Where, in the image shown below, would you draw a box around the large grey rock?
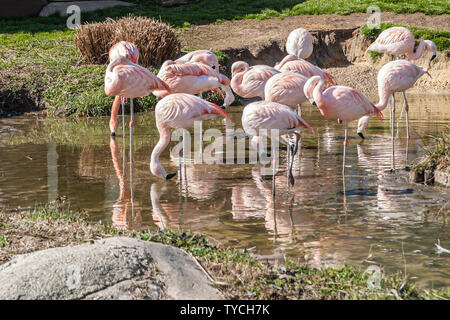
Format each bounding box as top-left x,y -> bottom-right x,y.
39,1 -> 134,17
0,237 -> 221,299
0,0 -> 47,17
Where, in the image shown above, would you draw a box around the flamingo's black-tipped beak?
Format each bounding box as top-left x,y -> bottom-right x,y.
166,173 -> 177,180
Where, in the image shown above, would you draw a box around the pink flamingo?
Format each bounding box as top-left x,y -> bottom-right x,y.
275,54 -> 335,84
242,101 -> 313,188
105,56 -> 170,166
304,76 -> 382,174
366,27 -> 437,62
357,60 -> 431,168
286,28 -> 313,59
264,72 -> 308,115
231,61 -> 280,99
175,50 -> 219,72
150,93 -> 230,179
366,27 -> 437,130
153,60 -> 234,107
109,41 -> 139,136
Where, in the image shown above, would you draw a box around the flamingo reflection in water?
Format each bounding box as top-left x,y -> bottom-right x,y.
150,165 -> 226,229
109,135 -> 142,230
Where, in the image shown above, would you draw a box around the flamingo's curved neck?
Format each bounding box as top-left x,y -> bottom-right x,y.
275,54 -> 298,70
405,40 -> 425,60
375,87 -> 390,111
231,70 -> 248,98
150,126 -> 170,178
313,78 -> 325,109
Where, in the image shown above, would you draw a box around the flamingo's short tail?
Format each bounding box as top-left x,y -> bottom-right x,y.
325,72 -> 336,86
207,102 -> 230,120
297,116 -> 314,133
372,104 -> 383,119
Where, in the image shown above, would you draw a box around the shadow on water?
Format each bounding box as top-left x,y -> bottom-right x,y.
0,97 -> 450,288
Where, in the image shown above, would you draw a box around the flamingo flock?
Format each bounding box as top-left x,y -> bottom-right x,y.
105,27 -> 437,190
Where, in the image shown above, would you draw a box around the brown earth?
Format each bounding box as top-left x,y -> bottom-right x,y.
181,12 -> 450,96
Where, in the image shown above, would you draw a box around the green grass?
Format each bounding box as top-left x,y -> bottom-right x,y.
0,199 -> 450,300
0,0 -> 450,33
0,234 -> 8,247
0,0 -> 450,116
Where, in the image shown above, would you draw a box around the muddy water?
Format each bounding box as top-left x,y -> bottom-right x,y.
0,96 -> 450,288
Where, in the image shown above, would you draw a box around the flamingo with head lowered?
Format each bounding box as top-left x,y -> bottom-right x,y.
358,60 -> 431,169
150,93 -> 230,179
105,56 -> 170,169
175,50 -> 220,72
264,72 -> 308,115
366,27 -> 437,125
304,76 -> 382,173
153,60 -> 234,107
366,27 -> 437,62
242,101 -> 313,192
286,28 -> 313,59
231,61 -> 280,99
275,54 -> 335,84
109,41 -> 139,136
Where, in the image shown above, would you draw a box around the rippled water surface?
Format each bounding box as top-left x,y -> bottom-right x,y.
0,96 -> 450,288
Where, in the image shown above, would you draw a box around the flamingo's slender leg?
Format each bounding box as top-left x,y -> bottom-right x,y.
391,93 -> 395,170
342,123 -> 348,175
403,91 -> 409,139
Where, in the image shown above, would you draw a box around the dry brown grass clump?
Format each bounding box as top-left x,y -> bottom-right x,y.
76,16 -> 181,67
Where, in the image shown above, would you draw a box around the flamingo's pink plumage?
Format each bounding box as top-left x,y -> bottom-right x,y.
264,72 -> 308,107
231,61 -> 280,99
175,50 -> 219,71
150,93 -> 230,179
275,54 -> 335,84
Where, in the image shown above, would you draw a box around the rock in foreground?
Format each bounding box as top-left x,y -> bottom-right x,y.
0,237 -> 221,300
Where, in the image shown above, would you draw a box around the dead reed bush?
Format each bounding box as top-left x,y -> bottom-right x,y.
76,16 -> 181,67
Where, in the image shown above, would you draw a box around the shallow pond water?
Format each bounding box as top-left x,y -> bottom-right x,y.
0,96 -> 450,288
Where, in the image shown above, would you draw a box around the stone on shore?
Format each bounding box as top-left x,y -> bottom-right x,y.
0,237 -> 221,300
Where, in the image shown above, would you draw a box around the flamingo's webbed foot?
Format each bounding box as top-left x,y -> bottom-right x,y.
289,172 -> 295,187
165,173 -> 177,180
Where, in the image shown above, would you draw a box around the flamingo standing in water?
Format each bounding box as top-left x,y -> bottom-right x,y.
264,72 -> 308,115
304,76 -> 382,174
357,60 -> 431,168
153,60 -> 234,107
286,28 -> 313,59
242,101 -> 313,192
275,54 -> 335,84
105,56 -> 170,166
150,93 -> 230,179
175,50 -> 219,72
366,27 -> 437,126
366,27 -> 437,62
231,61 -> 280,99
109,41 -> 139,136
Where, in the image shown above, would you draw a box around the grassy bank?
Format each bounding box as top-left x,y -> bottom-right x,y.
412,126 -> 450,183
0,199 -> 450,299
0,0 -> 450,117
0,0 -> 450,33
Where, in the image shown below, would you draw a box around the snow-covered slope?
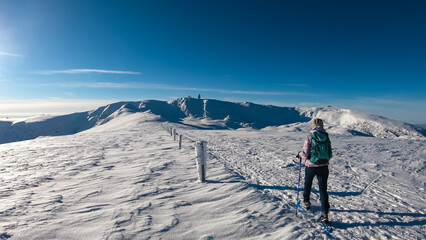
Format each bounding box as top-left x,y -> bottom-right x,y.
301,106 -> 424,139
0,98 -> 424,144
0,109 -> 426,240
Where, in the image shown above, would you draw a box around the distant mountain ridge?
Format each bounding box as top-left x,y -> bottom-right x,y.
0,97 -> 424,143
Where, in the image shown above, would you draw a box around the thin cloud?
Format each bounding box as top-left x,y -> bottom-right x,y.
279,83 -> 309,87
0,98 -> 117,117
33,69 -> 141,75
43,82 -> 315,96
0,52 -> 23,57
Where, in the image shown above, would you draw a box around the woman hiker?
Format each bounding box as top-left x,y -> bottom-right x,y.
298,118 -> 332,224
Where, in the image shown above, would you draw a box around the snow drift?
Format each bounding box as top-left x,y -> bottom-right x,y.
0,98 -> 424,143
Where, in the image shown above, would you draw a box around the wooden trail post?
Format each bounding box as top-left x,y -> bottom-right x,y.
195,141 -> 207,182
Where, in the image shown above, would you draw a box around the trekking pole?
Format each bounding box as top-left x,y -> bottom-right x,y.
296,152 -> 302,216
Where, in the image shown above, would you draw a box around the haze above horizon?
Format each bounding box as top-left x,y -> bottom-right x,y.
0,0 -> 426,123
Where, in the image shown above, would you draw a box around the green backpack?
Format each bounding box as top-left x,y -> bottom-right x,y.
310,131 -> 331,164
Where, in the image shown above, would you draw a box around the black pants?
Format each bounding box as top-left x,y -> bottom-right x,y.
303,166 -> 330,212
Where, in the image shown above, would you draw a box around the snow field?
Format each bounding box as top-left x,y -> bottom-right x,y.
0,103 -> 426,239
0,113 -> 300,239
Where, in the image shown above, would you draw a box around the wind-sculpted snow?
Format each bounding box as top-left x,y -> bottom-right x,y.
0,98 -> 424,144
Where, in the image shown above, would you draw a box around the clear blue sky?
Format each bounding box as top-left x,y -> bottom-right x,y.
0,0 -> 426,123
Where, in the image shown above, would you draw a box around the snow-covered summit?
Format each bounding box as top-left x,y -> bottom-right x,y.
301,106 -> 424,139
0,97 -> 424,143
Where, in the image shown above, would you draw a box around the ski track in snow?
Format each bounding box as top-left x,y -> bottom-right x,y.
0,113 -> 426,239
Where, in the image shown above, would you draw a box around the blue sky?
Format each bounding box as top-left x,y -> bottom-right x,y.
0,0 -> 426,123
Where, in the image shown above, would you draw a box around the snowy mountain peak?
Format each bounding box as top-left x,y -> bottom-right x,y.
0,97 -> 424,143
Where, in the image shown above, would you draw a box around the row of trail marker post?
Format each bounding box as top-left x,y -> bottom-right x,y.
167,127 -> 207,183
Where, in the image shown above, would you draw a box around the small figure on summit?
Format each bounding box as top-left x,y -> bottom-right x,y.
298,118 -> 333,224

Written task
Reproduce word for word the lines of the material above, starting at the line containing "flamingo's curved neck?" and ending at the line containing "313,78 -> 325,109".

The response
Where, in the image shown above, would you draw a box around the flamingo's curved neck?
Format each bounding box as top-left x,y -> bottom-right x,y.
275,54 -> 298,70
405,40 -> 425,60
375,87 -> 390,111
231,70 -> 248,98
150,126 -> 170,178
313,78 -> 325,109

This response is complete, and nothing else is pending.